Text segment ->
#####
He briefly had a Mercedes 280 SE in dog ****e brown, but hated it. It wasn't a patch on the Fords. Thats when Mercs, Audis, BMWs etc were rusty unreliable sheds, much like most other makes.
My first cars were a couple of Viva HCs, a Mk1 escort and a Mk5 Cortina 1.6GL.


----------



## Cookies

Really enjoyed this evening's episode. Got me thinking about which of my dads cars I'd pick to drive. 

He was always a Datsun/Nissan guy, and my fondest memories were in a burgundy Datsun 120y (reg CIL 629), and his gold Datsun Cherry (reg EIL 1687). 

Great start to the new series.

Cooks

Sent from my SM-G950F using Tapatalk


----------



## Starbuck88

What an absolutely fantastic Episode.

The first car I remember my dad having was a MK2 Granada 2.8 Ghia X in metallic green with beige leather interior. I'll hopefully own one, one day.


----------



## SunnyBoi

Fantastic Episode. I hope they keep this momentum up and every episode is similar or better than this week's.


----------



## percymon

My dad swapped an old Allegro for a 1982 Fiesta 1.1L when it came time for me to learn to drive (thank goodness!).

I have fond memories of driving it across N.Wales to various hockey matches in my late teens, often with a few team mates aboard - maybe my dad bought a good 'un but i recall it being pretty happy at ''around'' , ahem, 60mph on the back roads.


----------



## Andyblue

Was a great episode - very emotional and brought back some great memories...

My dad had a few Citroens, the CX remains my favourite, with it's large wafting drive, roller drums for the speedo and rev counter and so much room... Remember it having a huge bonnet.
#####
Apply what you read ->
- 1) In the forum thread, condense the paragraph beginning "My dad had a few Citroens" into a short bulleted list that keeps its main facts.
- 2) In the forum thread, what color was the MK2 Granada 2.8 Ghia X that Starbuck88 remembers?
#####
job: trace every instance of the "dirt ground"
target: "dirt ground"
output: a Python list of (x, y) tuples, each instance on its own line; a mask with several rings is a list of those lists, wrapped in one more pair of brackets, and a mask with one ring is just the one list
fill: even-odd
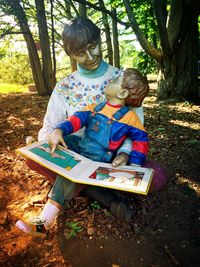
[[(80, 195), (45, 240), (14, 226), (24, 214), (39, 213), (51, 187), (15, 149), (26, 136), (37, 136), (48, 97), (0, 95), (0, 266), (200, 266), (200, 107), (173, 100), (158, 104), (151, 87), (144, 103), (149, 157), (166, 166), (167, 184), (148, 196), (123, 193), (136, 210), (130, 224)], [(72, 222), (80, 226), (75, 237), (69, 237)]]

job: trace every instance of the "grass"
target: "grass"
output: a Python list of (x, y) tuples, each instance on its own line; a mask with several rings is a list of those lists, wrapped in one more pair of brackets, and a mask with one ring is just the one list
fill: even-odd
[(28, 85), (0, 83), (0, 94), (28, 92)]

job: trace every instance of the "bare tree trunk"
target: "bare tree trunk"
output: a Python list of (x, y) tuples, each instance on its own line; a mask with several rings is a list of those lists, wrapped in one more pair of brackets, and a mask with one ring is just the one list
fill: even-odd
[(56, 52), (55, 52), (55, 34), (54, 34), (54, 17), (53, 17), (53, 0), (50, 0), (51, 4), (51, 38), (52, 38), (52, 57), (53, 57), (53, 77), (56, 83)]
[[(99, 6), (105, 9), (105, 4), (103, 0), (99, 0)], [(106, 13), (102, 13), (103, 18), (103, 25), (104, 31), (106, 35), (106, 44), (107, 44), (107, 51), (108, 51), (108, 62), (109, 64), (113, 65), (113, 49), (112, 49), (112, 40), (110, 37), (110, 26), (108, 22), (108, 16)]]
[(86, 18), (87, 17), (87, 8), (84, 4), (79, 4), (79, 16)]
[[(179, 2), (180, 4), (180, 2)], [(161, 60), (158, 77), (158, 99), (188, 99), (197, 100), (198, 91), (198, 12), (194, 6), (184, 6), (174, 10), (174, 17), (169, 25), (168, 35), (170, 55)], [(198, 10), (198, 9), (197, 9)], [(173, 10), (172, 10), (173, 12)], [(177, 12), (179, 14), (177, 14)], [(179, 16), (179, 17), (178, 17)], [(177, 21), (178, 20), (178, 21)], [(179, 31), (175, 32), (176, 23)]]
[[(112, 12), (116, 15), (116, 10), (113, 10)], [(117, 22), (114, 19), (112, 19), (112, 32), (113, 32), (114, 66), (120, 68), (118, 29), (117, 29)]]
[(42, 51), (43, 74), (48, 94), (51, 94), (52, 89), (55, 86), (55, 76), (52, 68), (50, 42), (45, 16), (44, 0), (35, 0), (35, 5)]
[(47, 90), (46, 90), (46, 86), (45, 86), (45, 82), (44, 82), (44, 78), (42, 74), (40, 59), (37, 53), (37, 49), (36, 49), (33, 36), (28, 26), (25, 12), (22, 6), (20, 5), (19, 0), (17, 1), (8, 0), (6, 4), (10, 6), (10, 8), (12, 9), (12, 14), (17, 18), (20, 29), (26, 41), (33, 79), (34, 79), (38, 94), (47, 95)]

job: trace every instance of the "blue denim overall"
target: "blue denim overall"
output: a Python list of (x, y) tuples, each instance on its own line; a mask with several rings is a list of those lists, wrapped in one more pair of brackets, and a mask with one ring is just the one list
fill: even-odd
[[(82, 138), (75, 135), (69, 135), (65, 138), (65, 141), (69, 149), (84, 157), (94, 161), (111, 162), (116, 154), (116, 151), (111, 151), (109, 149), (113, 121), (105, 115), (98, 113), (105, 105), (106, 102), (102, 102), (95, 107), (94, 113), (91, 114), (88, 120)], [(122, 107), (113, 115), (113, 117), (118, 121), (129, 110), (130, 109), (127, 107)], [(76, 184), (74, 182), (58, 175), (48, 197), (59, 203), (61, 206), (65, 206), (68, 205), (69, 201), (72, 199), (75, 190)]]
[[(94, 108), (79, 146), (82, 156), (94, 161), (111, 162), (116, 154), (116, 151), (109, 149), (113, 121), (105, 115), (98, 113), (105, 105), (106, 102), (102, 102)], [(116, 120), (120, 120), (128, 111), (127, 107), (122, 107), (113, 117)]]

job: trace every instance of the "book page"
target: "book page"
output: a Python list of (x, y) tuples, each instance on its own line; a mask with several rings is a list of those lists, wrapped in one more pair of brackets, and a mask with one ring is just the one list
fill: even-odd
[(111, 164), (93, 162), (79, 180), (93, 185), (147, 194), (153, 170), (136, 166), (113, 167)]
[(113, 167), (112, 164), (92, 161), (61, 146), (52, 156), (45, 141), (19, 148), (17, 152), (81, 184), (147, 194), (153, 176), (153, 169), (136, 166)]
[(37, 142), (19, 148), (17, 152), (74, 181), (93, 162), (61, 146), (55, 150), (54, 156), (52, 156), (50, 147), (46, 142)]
#####
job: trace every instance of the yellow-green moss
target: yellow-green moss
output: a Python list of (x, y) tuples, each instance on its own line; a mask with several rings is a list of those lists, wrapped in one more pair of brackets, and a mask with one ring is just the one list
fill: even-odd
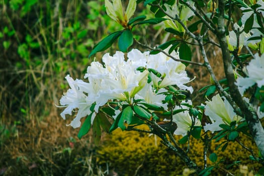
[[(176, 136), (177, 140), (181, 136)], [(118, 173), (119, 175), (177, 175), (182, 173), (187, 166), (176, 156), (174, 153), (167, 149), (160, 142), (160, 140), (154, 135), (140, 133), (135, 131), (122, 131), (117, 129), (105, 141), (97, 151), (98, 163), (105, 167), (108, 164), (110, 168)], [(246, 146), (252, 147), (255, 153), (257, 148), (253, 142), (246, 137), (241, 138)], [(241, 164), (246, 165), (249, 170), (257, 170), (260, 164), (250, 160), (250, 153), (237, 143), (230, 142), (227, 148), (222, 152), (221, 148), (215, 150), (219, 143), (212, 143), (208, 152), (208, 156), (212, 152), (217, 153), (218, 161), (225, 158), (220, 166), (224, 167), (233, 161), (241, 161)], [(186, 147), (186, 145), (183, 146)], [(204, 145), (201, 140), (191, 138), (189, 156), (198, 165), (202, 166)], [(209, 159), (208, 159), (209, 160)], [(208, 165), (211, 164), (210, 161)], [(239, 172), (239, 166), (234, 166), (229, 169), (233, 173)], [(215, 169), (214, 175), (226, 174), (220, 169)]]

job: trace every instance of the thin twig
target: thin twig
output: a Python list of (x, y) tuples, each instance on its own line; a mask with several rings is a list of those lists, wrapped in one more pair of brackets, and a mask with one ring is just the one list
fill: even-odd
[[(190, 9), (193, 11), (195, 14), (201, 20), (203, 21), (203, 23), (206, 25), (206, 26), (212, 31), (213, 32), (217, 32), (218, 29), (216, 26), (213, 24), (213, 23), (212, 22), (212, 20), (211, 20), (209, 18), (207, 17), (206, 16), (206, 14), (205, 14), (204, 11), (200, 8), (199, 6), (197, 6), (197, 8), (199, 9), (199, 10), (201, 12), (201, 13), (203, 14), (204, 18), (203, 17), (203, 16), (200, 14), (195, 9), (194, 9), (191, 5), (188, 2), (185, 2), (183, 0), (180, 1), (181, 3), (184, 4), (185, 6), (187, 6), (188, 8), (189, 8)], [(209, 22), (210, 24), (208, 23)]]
#####
Replies ->
- 1)
- Dad owned several Citroens.
- The CX is still the favorite.
- It had a large, wafting drive.
- Its speedo and rev counter used roller drums.
- It had lots of room and a huge bonnet.

- 2) Metallic green, with a beige leather interior.